Exercise: Reproduce each line exactly.

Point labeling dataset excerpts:
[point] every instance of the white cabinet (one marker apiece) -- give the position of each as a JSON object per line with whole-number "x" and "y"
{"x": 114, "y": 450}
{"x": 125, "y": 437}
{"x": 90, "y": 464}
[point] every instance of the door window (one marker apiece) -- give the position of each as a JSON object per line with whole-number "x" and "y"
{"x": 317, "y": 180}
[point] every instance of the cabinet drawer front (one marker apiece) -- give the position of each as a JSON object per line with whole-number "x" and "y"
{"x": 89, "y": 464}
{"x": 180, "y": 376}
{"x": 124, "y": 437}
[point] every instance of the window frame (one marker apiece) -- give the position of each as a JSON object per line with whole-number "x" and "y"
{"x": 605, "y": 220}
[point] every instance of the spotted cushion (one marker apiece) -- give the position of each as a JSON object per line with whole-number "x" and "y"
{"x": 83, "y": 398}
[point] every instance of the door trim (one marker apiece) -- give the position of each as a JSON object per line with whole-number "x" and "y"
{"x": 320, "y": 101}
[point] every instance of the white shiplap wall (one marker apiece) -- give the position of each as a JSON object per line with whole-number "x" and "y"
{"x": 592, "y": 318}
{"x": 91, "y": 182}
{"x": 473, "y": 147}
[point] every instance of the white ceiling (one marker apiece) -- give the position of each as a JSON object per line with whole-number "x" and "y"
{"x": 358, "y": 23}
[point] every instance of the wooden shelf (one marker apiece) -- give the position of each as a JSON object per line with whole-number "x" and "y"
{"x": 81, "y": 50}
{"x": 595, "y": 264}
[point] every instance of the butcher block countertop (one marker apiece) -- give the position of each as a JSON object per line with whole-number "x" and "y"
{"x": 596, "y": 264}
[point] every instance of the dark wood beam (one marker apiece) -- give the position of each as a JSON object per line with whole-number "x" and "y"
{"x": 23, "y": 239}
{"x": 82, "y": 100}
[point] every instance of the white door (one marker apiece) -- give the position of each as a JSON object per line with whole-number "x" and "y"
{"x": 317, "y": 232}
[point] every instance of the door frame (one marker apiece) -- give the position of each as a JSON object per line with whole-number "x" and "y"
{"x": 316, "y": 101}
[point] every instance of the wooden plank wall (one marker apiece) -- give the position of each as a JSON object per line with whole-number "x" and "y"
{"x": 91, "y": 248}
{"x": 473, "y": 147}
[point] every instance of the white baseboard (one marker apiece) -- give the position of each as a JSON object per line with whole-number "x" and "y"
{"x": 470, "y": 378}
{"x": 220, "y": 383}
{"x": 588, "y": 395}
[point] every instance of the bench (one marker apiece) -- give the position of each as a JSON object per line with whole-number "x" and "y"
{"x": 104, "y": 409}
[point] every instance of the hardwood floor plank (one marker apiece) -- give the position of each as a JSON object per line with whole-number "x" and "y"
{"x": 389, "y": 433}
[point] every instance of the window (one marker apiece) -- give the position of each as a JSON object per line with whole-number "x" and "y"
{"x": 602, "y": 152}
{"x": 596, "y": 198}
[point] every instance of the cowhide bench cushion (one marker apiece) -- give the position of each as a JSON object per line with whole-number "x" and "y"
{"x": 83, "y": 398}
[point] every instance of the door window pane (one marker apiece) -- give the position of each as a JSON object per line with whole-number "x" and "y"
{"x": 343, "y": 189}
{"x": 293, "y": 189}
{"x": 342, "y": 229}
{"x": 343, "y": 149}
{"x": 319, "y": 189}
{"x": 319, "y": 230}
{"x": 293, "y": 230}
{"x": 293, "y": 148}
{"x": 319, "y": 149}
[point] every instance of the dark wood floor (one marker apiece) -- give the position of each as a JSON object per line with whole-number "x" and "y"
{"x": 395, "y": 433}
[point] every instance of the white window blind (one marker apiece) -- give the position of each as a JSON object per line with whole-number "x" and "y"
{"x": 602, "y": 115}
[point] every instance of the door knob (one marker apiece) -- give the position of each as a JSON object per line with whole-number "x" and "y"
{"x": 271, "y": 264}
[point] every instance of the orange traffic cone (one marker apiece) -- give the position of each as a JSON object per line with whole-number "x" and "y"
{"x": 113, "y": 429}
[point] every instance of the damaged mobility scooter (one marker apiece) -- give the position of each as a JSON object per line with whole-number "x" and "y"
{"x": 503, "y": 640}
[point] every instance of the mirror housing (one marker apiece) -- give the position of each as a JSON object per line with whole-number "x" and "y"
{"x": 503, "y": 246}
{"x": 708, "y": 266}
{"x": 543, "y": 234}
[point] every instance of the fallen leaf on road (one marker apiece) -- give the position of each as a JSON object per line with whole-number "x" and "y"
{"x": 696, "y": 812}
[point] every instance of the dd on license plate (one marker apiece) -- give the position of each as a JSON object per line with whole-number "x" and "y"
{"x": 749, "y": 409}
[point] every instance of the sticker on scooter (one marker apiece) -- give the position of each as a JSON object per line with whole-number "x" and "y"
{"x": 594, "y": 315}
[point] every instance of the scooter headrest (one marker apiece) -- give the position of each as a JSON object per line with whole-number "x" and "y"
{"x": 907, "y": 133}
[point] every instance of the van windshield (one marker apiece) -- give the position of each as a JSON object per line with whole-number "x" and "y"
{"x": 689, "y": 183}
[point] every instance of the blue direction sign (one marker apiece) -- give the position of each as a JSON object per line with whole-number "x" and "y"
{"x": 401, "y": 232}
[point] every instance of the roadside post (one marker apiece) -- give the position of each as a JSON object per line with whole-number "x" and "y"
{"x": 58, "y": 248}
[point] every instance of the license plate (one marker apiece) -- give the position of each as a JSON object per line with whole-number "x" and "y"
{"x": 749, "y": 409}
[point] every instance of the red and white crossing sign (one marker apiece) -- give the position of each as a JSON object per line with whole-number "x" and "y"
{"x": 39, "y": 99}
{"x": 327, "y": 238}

Exercise output:
[point] every instance of the white cabinet (one marker apiece) -- give the position of each as a JSON object per line with whole-number "x" and "y"
{"x": 114, "y": 450}
{"x": 125, "y": 437}
{"x": 90, "y": 464}
[point] every instance of the door window (one marker apiece) -- give the position of each as a JSON object per line with whole-number "x" and "y"
{"x": 317, "y": 180}
[point] every instance of the cabinet drawer front (one marker apiece) -- give the position of each as a JSON object per line with whole-number "x" and "y"
{"x": 89, "y": 464}
{"x": 180, "y": 376}
{"x": 124, "y": 437}
[point] every instance of the window frame (one marker apiece) -- give the position of each as a JSON object per line with whole-number "x" and "y"
{"x": 605, "y": 220}
[point] every instance of the spotted cushion (one marker apiece) -- give the position of each as a JSON object per line with whole-number "x" and "y"
{"x": 83, "y": 398}
[point] every instance of the door trim (one marker apiece) -- give the position of each as a JSON object per line with whole-number "x" and "y"
{"x": 320, "y": 101}
[point] every instance of the white shiplap wall (one marker apiece) -- give the position of each as a JSON object per line with whole-number "x" and "y"
{"x": 592, "y": 318}
{"x": 91, "y": 182}
{"x": 473, "y": 147}
[point] every instance of the white ceiling (one marker apiece) -- give the position of each as a JSON object per line with whole-number "x" and "y"
{"x": 358, "y": 23}
[point] every instance of the wooden shelf (one marker apiece) -- give the position of each as a JSON object per line with whole-number "x" and "y"
{"x": 81, "y": 50}
{"x": 595, "y": 264}
[point] every instance of the butcher block countertop (one marker apiece) -- give the position of each as a JSON object per line with whole-number "x" and "y"
{"x": 596, "y": 264}
[point] every instance of the dark wood beam (one marker apiece) -- give the position of each as a JSON object per line with whole-number "x" and "y"
{"x": 23, "y": 239}
{"x": 82, "y": 100}
[point] every instance of the white door (one marker apiece) -- give the position of each as a JSON object per line with whole-number "x" and "y"
{"x": 317, "y": 232}
[point] every instance of the door frame (one marker apiece) -- give the position of each as a JSON object per line with whole-number "x" and "y"
{"x": 316, "y": 101}
[point] every instance of the wooden plank wall (one marker apiece) -- give the position of each as a JSON object per line with whole-number "x" and "y"
{"x": 91, "y": 248}
{"x": 473, "y": 147}
[point] every instance of the white baseboard (one marker apiece) -- give the position of each as a JSON object per line with whole-number "x" and "y"
{"x": 470, "y": 378}
{"x": 220, "y": 383}
{"x": 588, "y": 395}
[point] every instance of the bench (one marker apiece) -- give the position of each as a JSON object per line with whole-number "x" and "y"
{"x": 104, "y": 409}
[point] every instance of the hardwood floor plank (one marker apiece) -- give the position of each as a JSON object per line with whole-number "x" and "y"
{"x": 389, "y": 433}
[point] every instance of the window (one marker apiece) -- give the position of each as a JSON object per line with whole-number "x" and "y"
{"x": 602, "y": 152}
{"x": 596, "y": 198}
[point] every instance of the cowhide bench cushion (one marker apiece) -- give the position of each as a JSON object per line with whole-number "x" and "y"
{"x": 83, "y": 398}
[point] every instance of the door window pane (one marker apiece) -- give the position of each as a JSON object per line with whole-number "x" and "y"
{"x": 343, "y": 189}
{"x": 293, "y": 189}
{"x": 342, "y": 229}
{"x": 343, "y": 149}
{"x": 319, "y": 189}
{"x": 319, "y": 230}
{"x": 293, "y": 230}
{"x": 293, "y": 148}
{"x": 319, "y": 149}
[point] every instance of the dark wood floor (one marker apiece) -- give the position of each as a JSON object per line with whole-number "x" and "y"
{"x": 395, "y": 433}
[point] every instance of the white window blind (one marker apiece) -- give the position of each as a JSON object per line with whole-number "x" and "y"
{"x": 602, "y": 115}
[point] every instance of the door knob (one marker apiece) -- give the position of each as a JSON object per line with whole-number "x" and "y"
{"x": 271, "y": 264}
[point] every instance of the orange traffic cone (one marker apiece) -- give the position of each as a JSON object per line with whole-number "x" and "y"
{"x": 113, "y": 429}
[point] every instance of the damaged mobility scooter (one marker apiece) -- give the position of each as a JSON object per line with whole-number "x" and "y"
{"x": 503, "y": 640}
[point] every instance of the mirror housing (one marker apiece) -- give the position of each as a JSON object per line with whole-number "x" and "y"
{"x": 503, "y": 246}
{"x": 708, "y": 266}
{"x": 543, "y": 234}
[point] every instance of the fallen leaf on road (one marker apiece) -- give the position of each as a JSON object per line with whole-number "x" and "y"
{"x": 696, "y": 812}
[point] every instance of the dd on license plate (one marker apiece) -- give the position of each as a JSON object per line with whole-number "x" and "y"
{"x": 749, "y": 409}
[point] every instance of the sticker on scooter (one marker apiece) -- give the position of each as a JSON object per line with whole-number "x" and "y"
{"x": 594, "y": 315}
[point] every instance of the scooter headrest (one marker apiece) -- give the position of each as a JSON object per line with whole-number "x" and "y"
{"x": 907, "y": 133}
[point] every instance of the van windshield (one marker apiece) -- give the position of each as a JSON object per line with whole-number "x" and "y"
{"x": 689, "y": 183}
[point] every instance of the blue direction sign (one marker apiece) -- give the position of each as a JSON object per line with whole-number "x" and "y"
{"x": 401, "y": 232}
[point] every instance of the roadside post (one marker apiece) -- give the position of each as a JSON object per line with whole-number "x" and "y"
{"x": 58, "y": 248}
[point] every instance of the license plate (one marker apiece) -- give the position of each as a JSON object per line with whole-number "x" and "y"
{"x": 749, "y": 409}
[point] every instance of the red and white crossing sign (one marker apiece) -- give the position of each as a JSON object per line with whole-number "x" and "y"
{"x": 39, "y": 99}
{"x": 327, "y": 238}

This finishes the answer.